[begin MATERIAL FOR THIS TASK]

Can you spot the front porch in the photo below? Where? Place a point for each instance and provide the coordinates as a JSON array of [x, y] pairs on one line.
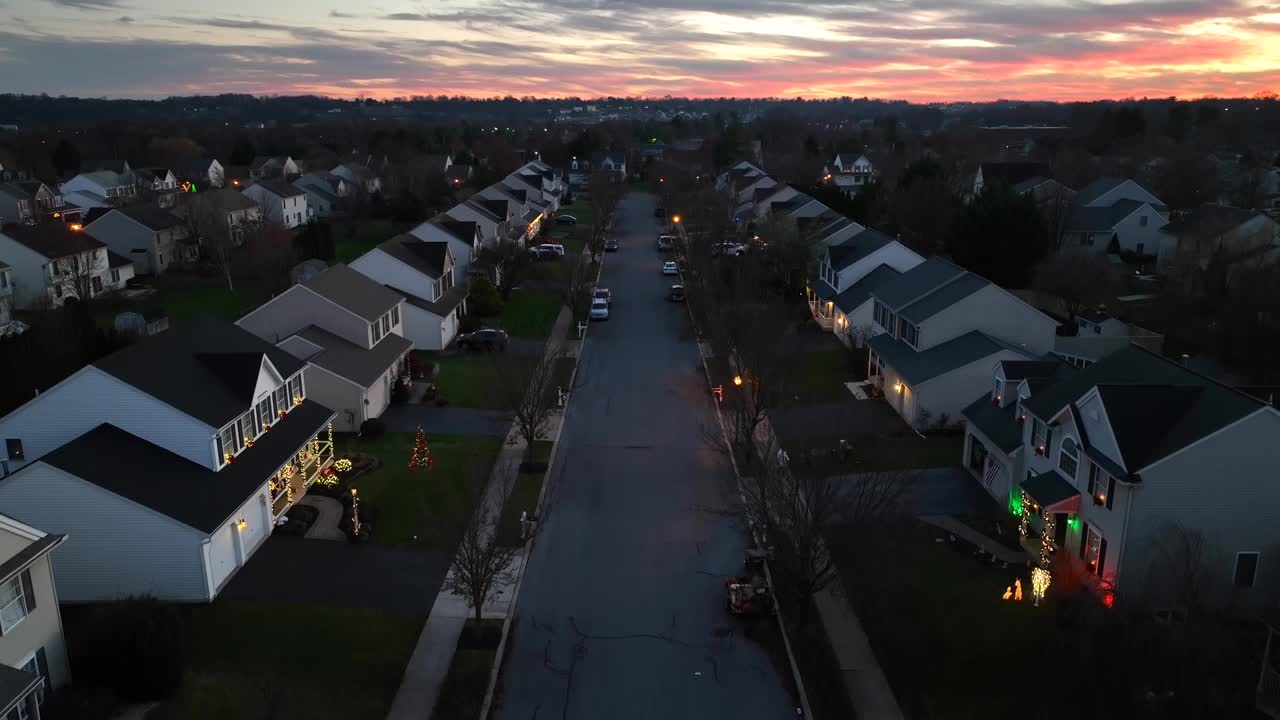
[[291, 482]]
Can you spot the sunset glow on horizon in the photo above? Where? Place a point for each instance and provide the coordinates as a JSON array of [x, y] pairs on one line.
[[919, 50]]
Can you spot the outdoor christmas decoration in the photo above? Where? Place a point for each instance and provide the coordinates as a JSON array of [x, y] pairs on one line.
[[421, 456]]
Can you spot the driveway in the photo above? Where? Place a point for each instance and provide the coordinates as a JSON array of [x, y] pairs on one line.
[[622, 610], [447, 420], [339, 574]]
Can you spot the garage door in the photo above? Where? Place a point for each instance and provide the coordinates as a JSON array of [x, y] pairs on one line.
[[222, 554]]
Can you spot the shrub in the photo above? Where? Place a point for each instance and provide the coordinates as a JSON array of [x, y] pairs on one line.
[[484, 299], [373, 428], [133, 647]]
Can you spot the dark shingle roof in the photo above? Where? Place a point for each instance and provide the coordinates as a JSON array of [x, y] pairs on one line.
[[918, 367], [353, 291], [917, 282], [53, 240], [204, 368], [1155, 405], [177, 487], [856, 247]]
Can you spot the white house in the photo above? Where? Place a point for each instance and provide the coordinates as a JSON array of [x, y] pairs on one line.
[[50, 263], [1115, 214], [1136, 458], [840, 297], [100, 188], [938, 329], [151, 237], [32, 650], [424, 274], [280, 201], [165, 464], [348, 329]]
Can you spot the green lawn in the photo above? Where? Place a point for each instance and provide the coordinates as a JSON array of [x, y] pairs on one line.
[[353, 238], [529, 313], [467, 379], [432, 505], [946, 641], [243, 659]]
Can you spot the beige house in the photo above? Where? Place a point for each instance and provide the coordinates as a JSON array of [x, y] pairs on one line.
[[32, 651]]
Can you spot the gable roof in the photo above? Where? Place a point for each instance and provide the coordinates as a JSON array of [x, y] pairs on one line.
[[1156, 406], [173, 486], [53, 240], [204, 368], [918, 282], [353, 291]]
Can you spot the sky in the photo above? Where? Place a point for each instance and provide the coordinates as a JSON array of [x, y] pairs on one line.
[[919, 50]]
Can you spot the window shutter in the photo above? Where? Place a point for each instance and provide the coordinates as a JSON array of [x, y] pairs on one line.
[[28, 591]]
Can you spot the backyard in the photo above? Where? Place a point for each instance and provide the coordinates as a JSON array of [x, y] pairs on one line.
[[421, 506], [289, 661]]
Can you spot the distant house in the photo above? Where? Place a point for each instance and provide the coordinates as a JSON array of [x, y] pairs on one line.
[[348, 328], [154, 238], [196, 442], [938, 329], [423, 273], [32, 650], [280, 167], [1114, 215], [100, 188], [51, 263], [280, 201]]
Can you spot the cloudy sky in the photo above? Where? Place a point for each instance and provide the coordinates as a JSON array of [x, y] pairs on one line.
[[903, 49]]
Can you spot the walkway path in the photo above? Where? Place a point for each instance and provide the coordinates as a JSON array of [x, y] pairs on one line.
[[439, 639]]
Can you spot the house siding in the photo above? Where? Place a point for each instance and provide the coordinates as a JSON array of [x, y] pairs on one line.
[[114, 548], [996, 313], [91, 397]]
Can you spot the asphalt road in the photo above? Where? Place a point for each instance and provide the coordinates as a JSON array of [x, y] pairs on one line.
[[622, 610]]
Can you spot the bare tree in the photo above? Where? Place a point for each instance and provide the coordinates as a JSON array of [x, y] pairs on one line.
[[481, 565]]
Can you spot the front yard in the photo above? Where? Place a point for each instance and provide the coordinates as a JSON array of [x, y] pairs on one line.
[[289, 661], [424, 507]]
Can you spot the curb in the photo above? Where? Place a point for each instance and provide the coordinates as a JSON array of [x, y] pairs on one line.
[[499, 655], [741, 495]]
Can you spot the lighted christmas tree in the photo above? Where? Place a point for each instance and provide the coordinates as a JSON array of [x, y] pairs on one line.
[[421, 455]]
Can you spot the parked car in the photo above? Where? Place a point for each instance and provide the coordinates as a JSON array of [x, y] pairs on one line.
[[484, 338]]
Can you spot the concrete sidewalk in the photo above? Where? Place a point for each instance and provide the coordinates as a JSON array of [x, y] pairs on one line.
[[415, 700]]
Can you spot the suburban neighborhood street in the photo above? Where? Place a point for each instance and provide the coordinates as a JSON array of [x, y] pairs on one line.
[[622, 609]]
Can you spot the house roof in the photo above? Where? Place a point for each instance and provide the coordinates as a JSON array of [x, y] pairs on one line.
[[204, 368], [151, 217], [1155, 405], [346, 359], [919, 367], [856, 247], [426, 258], [917, 282], [173, 486], [53, 240], [963, 286], [999, 424], [353, 291], [862, 290]]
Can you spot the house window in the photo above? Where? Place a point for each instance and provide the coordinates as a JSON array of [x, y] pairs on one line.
[[13, 604], [1068, 458], [1246, 569]]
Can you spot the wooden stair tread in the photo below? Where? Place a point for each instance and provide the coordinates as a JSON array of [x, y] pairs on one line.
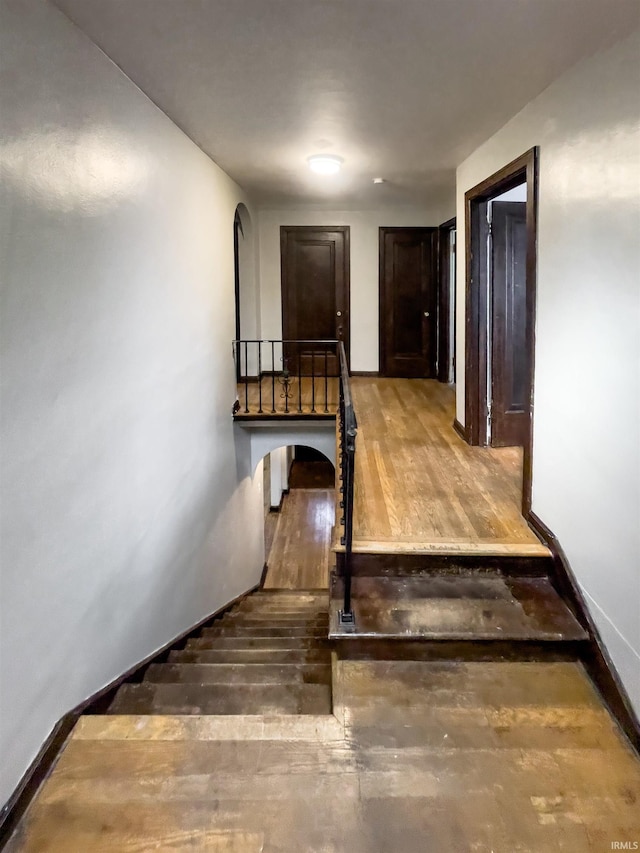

[end MATERIAL FOR THIS TASK]

▶ _EXERCISE BRIEF_
Please list every line in the rows above that contains the word "front", copying each one in full. Only matches with the same capitalization count.

▶ _THE COMPLETED TASK_
Can you spot the front porch in the photo below? Where? Place a point for each instance and provide the coordinates as a JSON array of [x, y] pairs on one line.
Can you spot the front yard in the photo above? Where? Place a point for each instance and provide the coordinates as a JSON array of [x, y] pairs on one line.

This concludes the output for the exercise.